■ **EXTRACTED TEXT**:
◇ ◇ ◇ ◇

Skip to contents

This vignette demonstrates how to use AddiVortes with spherical data, such as measurements taken at geographic locations on the surface of a globe. Spherical data requires a specialised distance measure because the usual Euclidean distance does not respect the geometry of a curved surface — in particular it does not handle the wrap-around at the poles and the date line correctly.

1. What is Spherical Data?

Spherical data are observations whose locations lie on the surface of a sphere. A familiar example is geographic data specified by latitude and longitude. Two important properties make this different from ordinary planar data:

  1. Wrap-around: Longitude values near −180° and +180° are actually very close to each other on the globe, but their Euclidean distance is large. A good distance metric must recognise this.
  2. Curvature: Distances should follow great-circle arcs (the shortest path along the sphere’s surface) rather than straight lines.

AddiVortes uses the great-circle distance (also known as the geodesic distance or the haversine-type formula) when metric = "S" is specified. This ensures that points near the poles and near the date line are treated as neighbours when they are genuinely close on the sphere.

2. Coordinate Convention

AddiVortes expects spherical coordinates in radians, following this convention:

  • Latitude-type dimensions (all spherical dimensions except the last): values in [−π/2, π/2].
  • Longitude / azimuthal dimension (the last spherical column): values in [−π, π].

For a single-surface model (a globe), you need exactly two columns:

x <- cbind(latitude_rad, longitude_rad)

◇ ◇ ◇ ◇

■ **DATA LINES**:
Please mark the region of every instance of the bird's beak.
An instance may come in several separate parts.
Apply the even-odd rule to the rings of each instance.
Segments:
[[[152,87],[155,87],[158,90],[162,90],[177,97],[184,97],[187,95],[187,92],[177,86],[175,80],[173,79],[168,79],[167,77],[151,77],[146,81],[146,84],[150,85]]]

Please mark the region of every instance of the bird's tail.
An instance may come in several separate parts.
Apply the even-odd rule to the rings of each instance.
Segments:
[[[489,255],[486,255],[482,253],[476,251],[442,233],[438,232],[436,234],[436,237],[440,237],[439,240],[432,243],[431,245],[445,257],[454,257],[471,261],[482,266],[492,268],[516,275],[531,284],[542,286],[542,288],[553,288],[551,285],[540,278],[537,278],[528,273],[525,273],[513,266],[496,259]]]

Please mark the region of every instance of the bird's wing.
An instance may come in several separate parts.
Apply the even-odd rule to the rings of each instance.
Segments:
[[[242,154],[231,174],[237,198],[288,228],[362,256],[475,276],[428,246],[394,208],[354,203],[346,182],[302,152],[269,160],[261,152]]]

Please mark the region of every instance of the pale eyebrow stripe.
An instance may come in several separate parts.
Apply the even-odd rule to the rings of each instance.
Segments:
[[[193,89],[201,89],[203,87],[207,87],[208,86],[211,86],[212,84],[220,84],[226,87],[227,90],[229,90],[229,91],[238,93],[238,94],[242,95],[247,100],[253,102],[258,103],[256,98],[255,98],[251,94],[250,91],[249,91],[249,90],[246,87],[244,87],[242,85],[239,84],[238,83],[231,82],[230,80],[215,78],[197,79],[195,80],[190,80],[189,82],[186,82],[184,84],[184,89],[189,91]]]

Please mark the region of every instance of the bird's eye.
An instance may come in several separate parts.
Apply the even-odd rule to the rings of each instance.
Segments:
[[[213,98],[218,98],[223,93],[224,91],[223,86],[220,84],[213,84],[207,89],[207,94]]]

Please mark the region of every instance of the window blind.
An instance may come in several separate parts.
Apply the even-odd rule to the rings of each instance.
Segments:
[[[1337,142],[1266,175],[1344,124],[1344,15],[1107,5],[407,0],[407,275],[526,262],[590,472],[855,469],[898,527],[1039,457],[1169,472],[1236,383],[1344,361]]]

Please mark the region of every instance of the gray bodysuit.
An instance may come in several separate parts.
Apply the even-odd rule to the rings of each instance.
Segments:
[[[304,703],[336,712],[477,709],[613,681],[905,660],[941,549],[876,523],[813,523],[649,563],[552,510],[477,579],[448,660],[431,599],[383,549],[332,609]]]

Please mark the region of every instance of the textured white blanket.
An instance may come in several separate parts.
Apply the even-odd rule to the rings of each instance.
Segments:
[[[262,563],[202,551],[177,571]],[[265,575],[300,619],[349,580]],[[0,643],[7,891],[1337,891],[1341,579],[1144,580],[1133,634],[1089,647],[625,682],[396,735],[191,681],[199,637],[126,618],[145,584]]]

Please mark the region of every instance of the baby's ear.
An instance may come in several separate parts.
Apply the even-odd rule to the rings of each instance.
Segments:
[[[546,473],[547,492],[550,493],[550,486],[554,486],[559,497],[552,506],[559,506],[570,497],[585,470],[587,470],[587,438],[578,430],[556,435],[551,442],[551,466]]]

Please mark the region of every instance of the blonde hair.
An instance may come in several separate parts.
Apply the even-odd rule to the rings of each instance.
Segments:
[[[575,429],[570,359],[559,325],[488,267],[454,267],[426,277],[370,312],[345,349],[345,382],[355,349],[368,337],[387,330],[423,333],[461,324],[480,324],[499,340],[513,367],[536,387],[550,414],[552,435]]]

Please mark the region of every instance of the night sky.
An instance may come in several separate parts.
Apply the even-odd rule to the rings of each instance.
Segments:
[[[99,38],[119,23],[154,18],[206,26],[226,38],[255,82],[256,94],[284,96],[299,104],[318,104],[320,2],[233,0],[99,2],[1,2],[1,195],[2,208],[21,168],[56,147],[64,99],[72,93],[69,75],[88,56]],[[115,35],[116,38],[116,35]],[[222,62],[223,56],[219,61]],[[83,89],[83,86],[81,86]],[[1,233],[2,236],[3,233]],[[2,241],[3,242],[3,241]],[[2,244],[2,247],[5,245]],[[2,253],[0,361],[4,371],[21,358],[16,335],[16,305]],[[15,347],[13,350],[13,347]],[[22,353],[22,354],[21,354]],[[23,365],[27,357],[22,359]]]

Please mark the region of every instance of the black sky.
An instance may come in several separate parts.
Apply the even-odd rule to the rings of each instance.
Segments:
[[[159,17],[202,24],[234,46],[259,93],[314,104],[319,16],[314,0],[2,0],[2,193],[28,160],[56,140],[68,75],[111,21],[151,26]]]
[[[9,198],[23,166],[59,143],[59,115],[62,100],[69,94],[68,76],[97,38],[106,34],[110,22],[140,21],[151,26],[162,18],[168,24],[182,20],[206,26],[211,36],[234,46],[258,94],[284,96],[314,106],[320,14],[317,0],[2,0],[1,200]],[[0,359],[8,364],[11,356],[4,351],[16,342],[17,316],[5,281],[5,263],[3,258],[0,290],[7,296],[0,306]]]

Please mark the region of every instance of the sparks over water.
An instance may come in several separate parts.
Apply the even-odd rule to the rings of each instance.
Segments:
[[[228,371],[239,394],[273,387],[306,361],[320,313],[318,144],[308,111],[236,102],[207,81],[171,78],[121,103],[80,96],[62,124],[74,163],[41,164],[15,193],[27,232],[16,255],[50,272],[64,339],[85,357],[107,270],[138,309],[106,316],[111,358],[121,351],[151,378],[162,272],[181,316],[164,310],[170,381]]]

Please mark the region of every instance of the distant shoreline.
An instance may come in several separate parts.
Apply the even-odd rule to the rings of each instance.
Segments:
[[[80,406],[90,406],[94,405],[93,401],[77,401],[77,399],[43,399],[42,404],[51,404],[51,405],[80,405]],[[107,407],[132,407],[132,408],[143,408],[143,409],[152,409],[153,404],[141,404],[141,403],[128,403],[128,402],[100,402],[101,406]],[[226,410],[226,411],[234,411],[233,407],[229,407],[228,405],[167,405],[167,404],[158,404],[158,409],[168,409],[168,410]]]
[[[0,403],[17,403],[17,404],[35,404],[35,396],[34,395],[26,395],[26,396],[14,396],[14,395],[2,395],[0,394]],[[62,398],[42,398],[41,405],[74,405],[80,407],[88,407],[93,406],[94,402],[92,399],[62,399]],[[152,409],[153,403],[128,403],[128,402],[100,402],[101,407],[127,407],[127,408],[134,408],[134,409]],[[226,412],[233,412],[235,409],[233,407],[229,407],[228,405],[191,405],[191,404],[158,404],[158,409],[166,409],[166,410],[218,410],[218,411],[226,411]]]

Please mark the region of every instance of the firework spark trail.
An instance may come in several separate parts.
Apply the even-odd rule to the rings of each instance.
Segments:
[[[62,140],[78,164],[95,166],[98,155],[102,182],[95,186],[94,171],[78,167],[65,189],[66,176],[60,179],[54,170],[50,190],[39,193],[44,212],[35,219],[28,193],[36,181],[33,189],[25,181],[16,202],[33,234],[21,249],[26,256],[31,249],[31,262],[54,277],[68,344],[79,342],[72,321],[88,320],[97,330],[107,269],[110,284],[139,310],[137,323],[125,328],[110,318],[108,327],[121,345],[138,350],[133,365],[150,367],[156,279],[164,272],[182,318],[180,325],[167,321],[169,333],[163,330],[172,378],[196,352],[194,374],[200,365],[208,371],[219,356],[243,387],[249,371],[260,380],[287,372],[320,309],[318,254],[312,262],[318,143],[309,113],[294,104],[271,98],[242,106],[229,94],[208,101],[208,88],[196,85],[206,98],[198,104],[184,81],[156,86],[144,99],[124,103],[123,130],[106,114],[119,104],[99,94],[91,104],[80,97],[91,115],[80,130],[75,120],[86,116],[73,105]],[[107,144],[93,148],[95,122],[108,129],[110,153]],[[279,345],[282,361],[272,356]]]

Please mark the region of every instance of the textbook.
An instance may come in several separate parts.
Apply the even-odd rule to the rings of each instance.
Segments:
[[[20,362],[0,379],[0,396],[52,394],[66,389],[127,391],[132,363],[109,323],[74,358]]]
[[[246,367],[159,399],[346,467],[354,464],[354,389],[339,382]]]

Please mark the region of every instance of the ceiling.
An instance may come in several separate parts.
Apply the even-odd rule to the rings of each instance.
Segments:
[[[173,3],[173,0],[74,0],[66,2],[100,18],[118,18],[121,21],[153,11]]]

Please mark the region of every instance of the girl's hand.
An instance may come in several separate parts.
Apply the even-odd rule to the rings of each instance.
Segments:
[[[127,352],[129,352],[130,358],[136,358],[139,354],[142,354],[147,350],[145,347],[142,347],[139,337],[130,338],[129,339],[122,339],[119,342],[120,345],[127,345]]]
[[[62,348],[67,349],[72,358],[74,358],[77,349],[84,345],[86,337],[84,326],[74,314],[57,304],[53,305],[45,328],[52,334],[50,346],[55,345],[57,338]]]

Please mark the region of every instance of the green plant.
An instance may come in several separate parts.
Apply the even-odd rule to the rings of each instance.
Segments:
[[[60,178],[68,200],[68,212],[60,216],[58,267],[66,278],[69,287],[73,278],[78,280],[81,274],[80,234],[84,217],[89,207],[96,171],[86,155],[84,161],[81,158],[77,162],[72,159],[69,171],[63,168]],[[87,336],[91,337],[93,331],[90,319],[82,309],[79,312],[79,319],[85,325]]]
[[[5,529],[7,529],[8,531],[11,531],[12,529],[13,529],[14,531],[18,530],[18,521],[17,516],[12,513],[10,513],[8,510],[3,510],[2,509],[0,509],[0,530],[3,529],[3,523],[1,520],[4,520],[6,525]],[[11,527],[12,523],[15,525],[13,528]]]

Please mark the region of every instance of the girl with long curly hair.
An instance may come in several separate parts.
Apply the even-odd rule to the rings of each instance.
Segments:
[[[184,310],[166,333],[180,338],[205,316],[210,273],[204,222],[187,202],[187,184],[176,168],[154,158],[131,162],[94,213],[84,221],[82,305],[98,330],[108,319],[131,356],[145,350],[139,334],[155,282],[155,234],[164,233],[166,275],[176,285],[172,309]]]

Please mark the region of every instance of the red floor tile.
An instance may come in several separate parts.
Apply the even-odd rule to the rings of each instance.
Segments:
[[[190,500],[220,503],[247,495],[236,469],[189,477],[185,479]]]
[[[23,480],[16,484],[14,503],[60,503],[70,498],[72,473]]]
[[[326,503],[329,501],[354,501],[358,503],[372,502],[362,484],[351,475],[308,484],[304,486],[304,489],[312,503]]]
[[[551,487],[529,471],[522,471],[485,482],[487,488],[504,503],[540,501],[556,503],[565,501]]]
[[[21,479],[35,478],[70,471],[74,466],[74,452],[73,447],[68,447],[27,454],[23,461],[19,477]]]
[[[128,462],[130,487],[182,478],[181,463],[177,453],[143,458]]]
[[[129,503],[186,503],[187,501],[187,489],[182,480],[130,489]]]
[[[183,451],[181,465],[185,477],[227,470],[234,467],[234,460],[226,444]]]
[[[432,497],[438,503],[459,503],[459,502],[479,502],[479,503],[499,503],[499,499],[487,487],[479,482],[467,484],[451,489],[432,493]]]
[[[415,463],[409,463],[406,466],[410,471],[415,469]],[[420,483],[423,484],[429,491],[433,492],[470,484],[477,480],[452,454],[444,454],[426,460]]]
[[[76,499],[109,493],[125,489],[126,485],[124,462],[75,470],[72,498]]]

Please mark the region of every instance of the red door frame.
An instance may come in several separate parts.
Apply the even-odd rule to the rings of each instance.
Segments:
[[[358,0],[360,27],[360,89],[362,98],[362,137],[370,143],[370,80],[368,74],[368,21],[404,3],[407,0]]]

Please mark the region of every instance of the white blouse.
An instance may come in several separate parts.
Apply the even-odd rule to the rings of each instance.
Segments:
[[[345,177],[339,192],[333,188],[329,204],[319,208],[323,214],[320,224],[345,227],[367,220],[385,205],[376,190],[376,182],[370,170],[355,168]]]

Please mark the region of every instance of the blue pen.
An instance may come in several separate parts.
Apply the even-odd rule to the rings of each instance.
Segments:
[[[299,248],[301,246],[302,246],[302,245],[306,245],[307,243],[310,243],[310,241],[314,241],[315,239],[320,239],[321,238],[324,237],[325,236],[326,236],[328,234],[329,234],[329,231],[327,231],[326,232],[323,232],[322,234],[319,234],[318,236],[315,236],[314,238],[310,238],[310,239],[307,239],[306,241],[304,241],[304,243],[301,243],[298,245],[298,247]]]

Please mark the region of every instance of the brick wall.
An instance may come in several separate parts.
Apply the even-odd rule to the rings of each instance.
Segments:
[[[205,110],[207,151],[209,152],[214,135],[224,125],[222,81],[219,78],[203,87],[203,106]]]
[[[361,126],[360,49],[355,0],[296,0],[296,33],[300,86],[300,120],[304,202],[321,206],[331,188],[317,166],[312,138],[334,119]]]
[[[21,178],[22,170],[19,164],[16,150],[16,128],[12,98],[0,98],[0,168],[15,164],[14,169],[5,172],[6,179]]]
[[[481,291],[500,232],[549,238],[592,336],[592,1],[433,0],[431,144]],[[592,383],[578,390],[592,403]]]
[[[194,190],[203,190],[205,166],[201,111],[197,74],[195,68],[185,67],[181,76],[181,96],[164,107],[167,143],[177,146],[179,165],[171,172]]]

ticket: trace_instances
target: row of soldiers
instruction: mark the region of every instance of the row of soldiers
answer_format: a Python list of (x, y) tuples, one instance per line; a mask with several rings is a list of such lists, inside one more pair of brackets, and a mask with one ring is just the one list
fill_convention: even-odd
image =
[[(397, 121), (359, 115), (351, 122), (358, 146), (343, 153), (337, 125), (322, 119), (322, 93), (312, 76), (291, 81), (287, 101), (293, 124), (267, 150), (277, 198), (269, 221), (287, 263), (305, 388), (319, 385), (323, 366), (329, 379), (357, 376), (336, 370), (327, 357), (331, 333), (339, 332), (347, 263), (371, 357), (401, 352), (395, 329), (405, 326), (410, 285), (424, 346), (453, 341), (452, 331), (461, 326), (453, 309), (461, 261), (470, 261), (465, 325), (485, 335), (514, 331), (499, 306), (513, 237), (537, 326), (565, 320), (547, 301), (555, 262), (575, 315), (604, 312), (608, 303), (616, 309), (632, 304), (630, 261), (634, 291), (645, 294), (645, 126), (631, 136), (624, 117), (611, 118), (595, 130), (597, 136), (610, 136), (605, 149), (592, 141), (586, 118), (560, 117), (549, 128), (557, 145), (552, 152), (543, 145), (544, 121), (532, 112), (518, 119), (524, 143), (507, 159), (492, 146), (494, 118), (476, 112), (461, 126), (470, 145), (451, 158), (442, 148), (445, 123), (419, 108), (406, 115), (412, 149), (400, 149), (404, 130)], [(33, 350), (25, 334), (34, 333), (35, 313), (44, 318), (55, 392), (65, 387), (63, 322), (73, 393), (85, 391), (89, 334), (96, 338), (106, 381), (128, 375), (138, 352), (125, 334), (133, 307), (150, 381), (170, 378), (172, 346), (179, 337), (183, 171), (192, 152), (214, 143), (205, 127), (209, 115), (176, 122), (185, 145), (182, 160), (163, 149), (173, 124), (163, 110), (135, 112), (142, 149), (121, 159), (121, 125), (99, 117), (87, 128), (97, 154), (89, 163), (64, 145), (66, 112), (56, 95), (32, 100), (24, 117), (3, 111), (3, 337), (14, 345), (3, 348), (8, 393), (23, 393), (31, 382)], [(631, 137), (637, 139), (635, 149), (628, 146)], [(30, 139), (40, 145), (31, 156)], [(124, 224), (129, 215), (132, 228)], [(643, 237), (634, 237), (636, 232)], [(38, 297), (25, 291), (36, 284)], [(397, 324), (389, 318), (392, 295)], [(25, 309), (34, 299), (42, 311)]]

◇ ◇ ◇ ◇

■ **SHORT EXERCISE 1**: Quote the AddiVortes vignette from "2. Coordinate Convention" to "values in [−π, π].", inclusive.
■ **SHORT EXERCISE 2**: According to the AddiVortes vignette, what setting makes AddiVortes use the great-circle distance?
■ **SHORT EXERCISE 3**: Summarize the AddiVortes vignette in two sentences.
Work only from the AddiVortes vignette, not the data.

■ **REPLY 1**:
2. Coordinate Convention

AddiVortes expects spherical coordinates in radians, following this convention:

  • Latitude-type dimensions (all spherical dimensions except the last): values in [−π/2, π/2].
  • Longitude / azimuthal dimension (the last spherical column): values in [−π, π].

■ **REPLY 2**: Specifying metric = "S".

■ **REPLY 3**: Spherical data, such as geographic locations given by latitude and longitude, need a special distance measure because Euclidean distance ignores the wrap-around near ±180° longitude and the curvature of the surface, so AddiVortes uses the great-circle distance when metric = "S" is specified. Coordinates must be in radians, with latitude-type values in [−π/2, π/2] and the last, longitude column in [−π, π], and a single globe needs exactly two columns.